▶ **Requirements**:
• A. From the Gukurahundi article, copy word for word the stretch that begins at the words "I vividly recall" and stops after the words "human rights violations.".
• B. Render this sentence from the Gukurahundi article in Spanish: "One of the darker moments in the government’s campaign to suppress dissidents was the three-month curfew of 1984."

▶ **Selected passage**:
--------------------

West’s complicity in Gukurahundi genocide

THE international community abandoned Ndebele people in Zimbabwe in the 1980s, particularly Britain and United States they kept quiet and remained indifferent when thousands of Ndebele people were being liquidated by Zimbabwe government soldiers.

THE international community abandoned Ndebele people in Zimbabwe in the 1980s, particularly Britain and United States they kept quiet and remained indifferent when thousands of Ndebele people were being liquidated by Zimbabwe government soldiers.

It will be recalled that between 1982 and 1985, at least 20 000 Ndebele people were slaughtered by the 5 Brigade while many more were left homeless, orphaned, crippled or bed ridden.

Their biggest sin was that they were Ndebele whose loyalty was with Zanu and leader Joshua Nkomo and a perceived threat to Zanu PF hegemony.

In July 1982 Prime Minister Robert Mugabe said: “Some of the measures we shall take are measures which will be extra-legal. An eye for an eye and ear for an ear may not be adequate in our circumstances. We might very well demand two ears for one ear and two eyes for one eye.”

During the first few months of 1983, the 5 Brigade did precisely that, killing many civilians suspected of aiding the dissidents.

late Father Zimbabwe, Joshua Nkomo
late Father Zimbabwe, Joshua Nkomo

Mugabe defended the actions of the 5 Brigade: “If you support dissidents, people are going to be killed, because this is war. Don’t cry if your relatives are killed in the process. It’s the price of supporting dissidents.”

A chilling example is the horror perpetrated in the village of Silonkwe in Kezi where an extended family of 24 was herded into their hut which was set alight.

I vividly recall more than 20 homesteads which were burnt to the ground one afternoon in Madubeko Ndlovu village. This is my home area, just a stone throw from the infamous Bhalagwe concentration camp where hordes were slaughtered with impunity.

Within a fortnight, stories were emerging in the British and American press reporting the widespread massacres, rape, torture and plethora of gross human rights violations.

When Jeremy Paxman visited the scene for (BBC Panorama), he emerged with a chilling picture and spoke of thousands dead. That was in March 1983. When Panorama went back in 1985, they were still unearthing mass graves.

One of the darker moments in the government’s campaign to suppress dissidents was the three-month curfew of 1984. The tactic of closing off a large section of the country and systematically starving the local population has not been used on a comparable scale before or since.

--------------------

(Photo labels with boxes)

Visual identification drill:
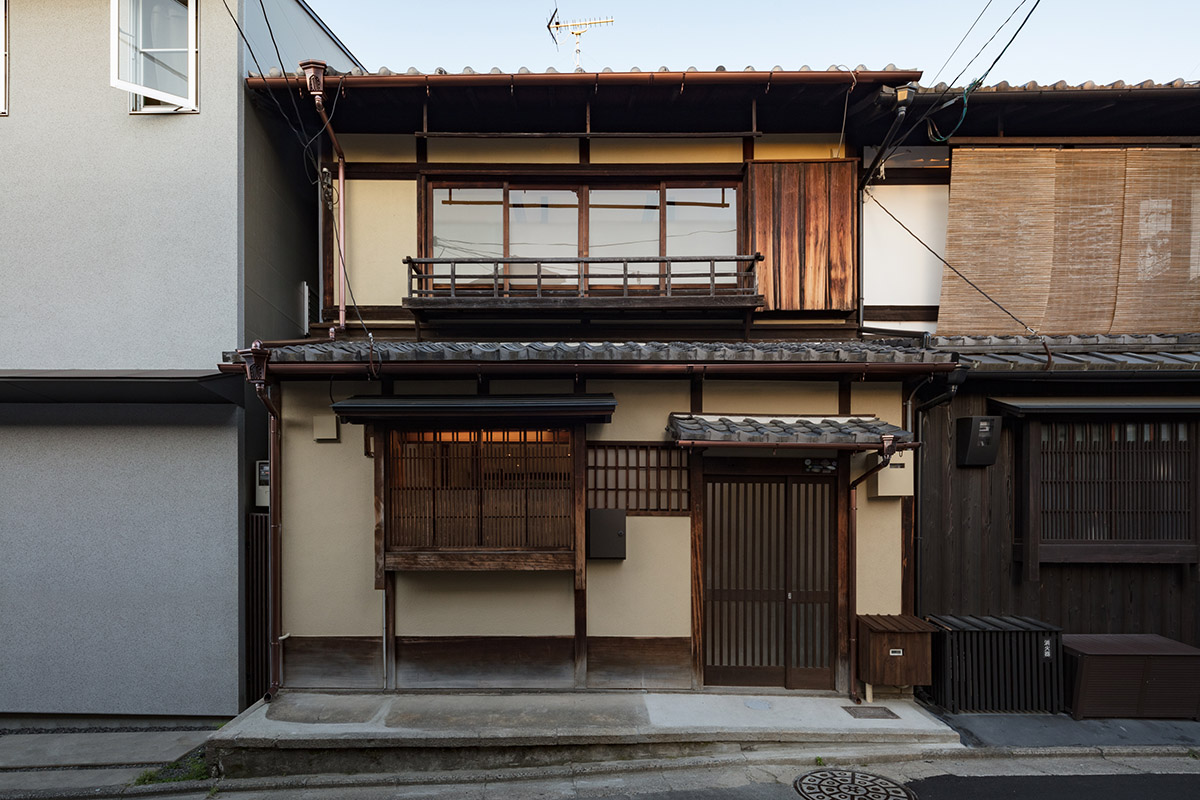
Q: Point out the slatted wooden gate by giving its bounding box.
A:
[703,475,836,688]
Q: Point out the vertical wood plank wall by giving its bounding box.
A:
[748,161,858,311]
[917,392,1200,645]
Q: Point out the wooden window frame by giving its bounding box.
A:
[376,425,586,568]
[1016,415,1200,582]
[419,175,746,258]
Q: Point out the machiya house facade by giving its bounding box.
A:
[222,65,954,691]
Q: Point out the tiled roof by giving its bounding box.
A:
[250,64,918,78]
[667,414,912,445]
[930,333,1200,372]
[224,339,953,363]
[250,64,1200,94]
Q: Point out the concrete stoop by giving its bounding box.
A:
[201,692,962,778]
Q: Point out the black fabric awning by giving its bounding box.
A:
[331,395,617,428]
[991,397,1200,416]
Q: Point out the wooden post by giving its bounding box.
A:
[688,450,704,688]
[571,425,588,688]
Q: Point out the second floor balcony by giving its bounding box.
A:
[404,253,763,317]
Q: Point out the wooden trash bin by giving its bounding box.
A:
[858,614,937,686]
[1062,633,1200,720]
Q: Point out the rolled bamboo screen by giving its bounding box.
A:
[937,148,1200,336]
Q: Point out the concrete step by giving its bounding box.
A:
[208,692,961,777]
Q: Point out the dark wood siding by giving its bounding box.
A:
[917,392,1200,645]
[746,161,858,311]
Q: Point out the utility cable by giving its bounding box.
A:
[866,192,1040,336]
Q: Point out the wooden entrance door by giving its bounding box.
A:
[703,475,836,688]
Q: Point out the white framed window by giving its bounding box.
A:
[0,0,8,116]
[109,0,199,112]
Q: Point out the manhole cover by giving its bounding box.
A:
[841,705,900,720]
[792,770,917,800]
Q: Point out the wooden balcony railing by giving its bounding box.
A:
[404,253,762,311]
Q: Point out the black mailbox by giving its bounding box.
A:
[588,509,625,559]
[955,416,1000,467]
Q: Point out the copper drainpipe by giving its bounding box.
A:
[300,59,347,331]
[238,339,283,703]
[846,433,896,704]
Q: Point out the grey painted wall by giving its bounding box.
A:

--------------------

▶ **Response list**:
• A.
I vividly recall more than 20 homesteads which were burnt to the ground one afternoon in Madubeko Ndlovu village. This is my home area, just a stone throw from the infamous Bhalagwe concentration camp where hordes were slaughtered with impunity.

Within a fortnight, stories were emerging in the British and American press reporting the widespread massacres, rape, torture and plethora of gross human rights violations.

• B. Uno de los momentos más oscuros de la campaña del gobierno para reprimir a los disidentes fue el toque de queda de tres meses de 1984.